Dataset excerpt
§ §

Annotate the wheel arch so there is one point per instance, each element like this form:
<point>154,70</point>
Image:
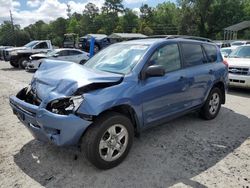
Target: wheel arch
<point>221,86</point>
<point>128,111</point>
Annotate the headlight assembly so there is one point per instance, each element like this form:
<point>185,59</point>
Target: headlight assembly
<point>65,106</point>
<point>13,53</point>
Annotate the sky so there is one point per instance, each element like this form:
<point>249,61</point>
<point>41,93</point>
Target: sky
<point>29,11</point>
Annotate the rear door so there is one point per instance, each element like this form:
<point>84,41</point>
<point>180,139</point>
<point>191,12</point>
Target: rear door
<point>75,56</point>
<point>41,47</point>
<point>198,72</point>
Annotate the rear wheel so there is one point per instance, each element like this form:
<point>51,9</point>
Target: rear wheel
<point>108,141</point>
<point>212,105</point>
<point>96,49</point>
<point>22,62</point>
<point>14,64</point>
<point>82,62</point>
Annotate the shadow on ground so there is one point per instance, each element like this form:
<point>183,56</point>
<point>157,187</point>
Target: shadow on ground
<point>163,156</point>
<point>12,69</point>
<point>241,92</point>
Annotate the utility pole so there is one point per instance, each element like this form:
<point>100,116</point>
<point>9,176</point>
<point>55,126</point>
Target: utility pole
<point>68,11</point>
<point>13,36</point>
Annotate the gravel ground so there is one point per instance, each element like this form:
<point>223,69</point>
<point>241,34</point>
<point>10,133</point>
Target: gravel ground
<point>186,152</point>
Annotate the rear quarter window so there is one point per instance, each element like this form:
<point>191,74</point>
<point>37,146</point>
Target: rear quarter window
<point>211,53</point>
<point>192,54</point>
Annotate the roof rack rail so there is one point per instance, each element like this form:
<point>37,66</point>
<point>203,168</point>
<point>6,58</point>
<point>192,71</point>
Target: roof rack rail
<point>182,37</point>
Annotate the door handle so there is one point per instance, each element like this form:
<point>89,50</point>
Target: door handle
<point>211,71</point>
<point>182,78</point>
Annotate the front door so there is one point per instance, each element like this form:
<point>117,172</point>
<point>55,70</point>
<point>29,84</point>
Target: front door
<point>164,96</point>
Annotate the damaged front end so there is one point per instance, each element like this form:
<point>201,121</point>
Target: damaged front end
<point>58,123</point>
<point>49,106</point>
<point>65,106</point>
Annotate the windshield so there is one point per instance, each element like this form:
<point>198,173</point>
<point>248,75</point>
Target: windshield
<point>237,43</point>
<point>53,52</point>
<point>118,58</point>
<point>241,52</point>
<point>31,44</point>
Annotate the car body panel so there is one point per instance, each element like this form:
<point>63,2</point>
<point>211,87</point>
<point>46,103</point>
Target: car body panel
<point>239,72</point>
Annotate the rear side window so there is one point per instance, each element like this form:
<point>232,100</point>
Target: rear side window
<point>167,56</point>
<point>74,52</point>
<point>42,45</point>
<point>211,52</point>
<point>192,54</point>
<point>63,53</point>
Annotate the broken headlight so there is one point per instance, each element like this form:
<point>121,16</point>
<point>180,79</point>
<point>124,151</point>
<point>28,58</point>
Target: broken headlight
<point>65,106</point>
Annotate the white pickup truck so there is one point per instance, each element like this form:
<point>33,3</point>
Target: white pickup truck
<point>19,56</point>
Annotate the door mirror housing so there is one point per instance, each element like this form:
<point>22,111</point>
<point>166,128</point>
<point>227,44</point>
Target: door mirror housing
<point>155,71</point>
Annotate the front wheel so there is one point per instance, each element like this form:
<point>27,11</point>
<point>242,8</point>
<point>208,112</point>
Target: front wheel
<point>22,62</point>
<point>108,140</point>
<point>212,105</point>
<point>14,64</point>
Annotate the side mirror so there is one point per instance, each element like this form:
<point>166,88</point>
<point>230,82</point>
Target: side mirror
<point>155,71</point>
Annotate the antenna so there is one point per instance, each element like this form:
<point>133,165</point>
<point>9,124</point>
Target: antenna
<point>68,11</point>
<point>12,28</point>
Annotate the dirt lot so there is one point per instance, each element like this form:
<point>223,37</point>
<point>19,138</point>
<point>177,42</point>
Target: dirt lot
<point>186,152</point>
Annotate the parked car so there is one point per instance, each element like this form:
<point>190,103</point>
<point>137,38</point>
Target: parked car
<point>101,41</point>
<point>239,43</point>
<point>19,56</point>
<point>239,67</point>
<point>2,48</point>
<point>121,91</point>
<point>223,44</point>
<point>227,51</point>
<point>70,40</point>
<point>63,54</point>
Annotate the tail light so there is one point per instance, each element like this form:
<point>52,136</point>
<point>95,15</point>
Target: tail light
<point>225,63</point>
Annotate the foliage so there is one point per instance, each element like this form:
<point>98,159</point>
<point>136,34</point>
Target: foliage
<point>205,18</point>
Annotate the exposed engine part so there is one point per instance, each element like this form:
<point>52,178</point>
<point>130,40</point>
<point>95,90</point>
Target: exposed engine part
<point>27,95</point>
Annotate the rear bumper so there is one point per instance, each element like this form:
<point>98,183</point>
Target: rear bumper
<point>61,130</point>
<point>239,81</point>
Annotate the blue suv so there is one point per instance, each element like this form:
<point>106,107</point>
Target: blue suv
<point>124,89</point>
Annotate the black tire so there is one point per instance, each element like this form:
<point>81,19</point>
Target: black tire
<point>96,48</point>
<point>14,64</point>
<point>97,131</point>
<point>22,62</point>
<point>205,112</point>
<point>82,62</point>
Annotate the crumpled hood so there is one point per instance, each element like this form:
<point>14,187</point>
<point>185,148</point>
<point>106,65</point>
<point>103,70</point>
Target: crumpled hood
<point>41,55</point>
<point>238,62</point>
<point>55,79</point>
<point>16,48</point>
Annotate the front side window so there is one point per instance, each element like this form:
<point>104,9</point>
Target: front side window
<point>241,52</point>
<point>74,52</point>
<point>42,45</point>
<point>118,58</point>
<point>167,56</point>
<point>192,54</point>
<point>211,52</point>
<point>31,44</point>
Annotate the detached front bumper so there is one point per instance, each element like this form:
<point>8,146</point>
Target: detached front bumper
<point>239,80</point>
<point>61,130</point>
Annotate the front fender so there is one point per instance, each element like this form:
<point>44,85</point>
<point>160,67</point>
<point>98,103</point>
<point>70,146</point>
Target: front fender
<point>102,100</point>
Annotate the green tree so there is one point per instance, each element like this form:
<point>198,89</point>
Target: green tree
<point>113,6</point>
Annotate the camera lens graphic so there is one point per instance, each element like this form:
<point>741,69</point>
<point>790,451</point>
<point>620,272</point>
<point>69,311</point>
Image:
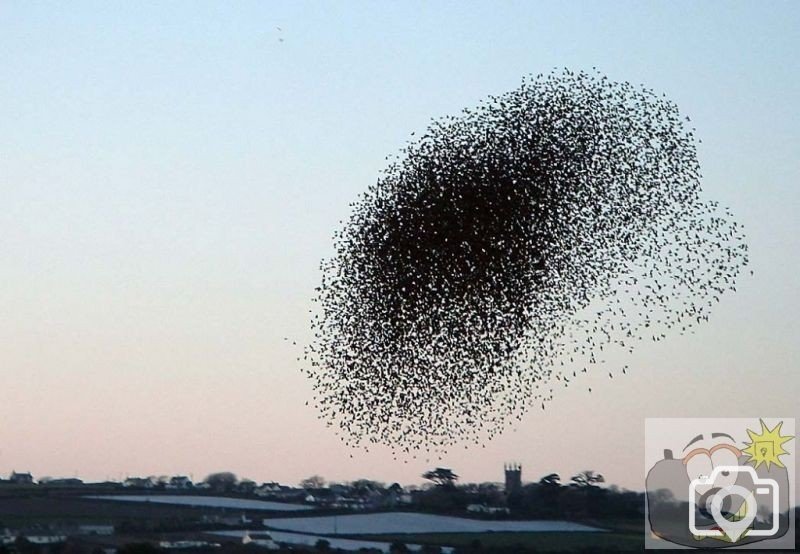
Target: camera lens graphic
<point>704,504</point>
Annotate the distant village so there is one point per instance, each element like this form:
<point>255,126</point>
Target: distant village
<point>362,494</point>
<point>166,513</point>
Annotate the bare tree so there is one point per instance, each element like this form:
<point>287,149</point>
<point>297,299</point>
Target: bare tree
<point>441,477</point>
<point>223,481</point>
<point>588,478</point>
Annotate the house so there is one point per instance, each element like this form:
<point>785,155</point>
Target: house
<point>263,540</point>
<point>484,509</point>
<point>138,483</point>
<point>187,544</point>
<point>44,539</point>
<point>180,482</point>
<point>68,482</point>
<point>246,486</point>
<point>96,529</point>
<point>21,478</point>
<point>267,489</point>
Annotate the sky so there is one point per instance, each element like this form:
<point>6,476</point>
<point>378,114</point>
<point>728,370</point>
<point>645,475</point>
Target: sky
<point>171,174</point>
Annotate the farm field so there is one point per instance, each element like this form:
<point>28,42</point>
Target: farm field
<point>545,541</point>
<point>407,522</point>
<point>206,502</point>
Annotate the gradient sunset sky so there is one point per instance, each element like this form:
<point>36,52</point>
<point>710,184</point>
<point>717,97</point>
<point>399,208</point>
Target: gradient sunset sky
<point>172,172</point>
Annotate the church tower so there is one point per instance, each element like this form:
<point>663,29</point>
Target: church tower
<point>513,478</point>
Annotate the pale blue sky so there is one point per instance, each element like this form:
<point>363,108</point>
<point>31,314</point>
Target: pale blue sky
<point>171,174</point>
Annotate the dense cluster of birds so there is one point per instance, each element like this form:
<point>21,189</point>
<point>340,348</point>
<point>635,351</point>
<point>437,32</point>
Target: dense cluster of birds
<point>509,249</point>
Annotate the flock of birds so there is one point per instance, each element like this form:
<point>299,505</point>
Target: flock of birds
<point>507,250</point>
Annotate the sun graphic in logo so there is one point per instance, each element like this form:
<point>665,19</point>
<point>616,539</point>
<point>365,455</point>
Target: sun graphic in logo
<point>767,446</point>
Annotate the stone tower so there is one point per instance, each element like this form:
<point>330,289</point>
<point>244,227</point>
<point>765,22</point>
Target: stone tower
<point>513,478</point>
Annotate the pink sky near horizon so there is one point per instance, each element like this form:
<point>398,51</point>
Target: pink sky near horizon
<point>171,176</point>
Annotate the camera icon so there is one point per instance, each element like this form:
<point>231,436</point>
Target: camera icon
<point>734,507</point>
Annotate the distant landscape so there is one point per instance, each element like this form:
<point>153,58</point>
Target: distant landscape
<point>223,511</point>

§ §

Problem description » Please recast the lines above as a numbered list, starting with the first line and going on through the line that contains "<point>13,53</point>". Skip any blank lines and leave the pictures out.

Problem solution »
1. Annotate the wheel arch so there is one point per instance, each element like this form:
2. <point>154,70</point>
3. Image:
4. Target: wheel arch
5. <point>221,86</point>
6. <point>128,111</point>
7. Annotate the headlight assembly so there is one point per instance, each element like this form:
8. <point>185,59</point>
9. Target: headlight assembly
10. <point>65,106</point>
11. <point>13,53</point>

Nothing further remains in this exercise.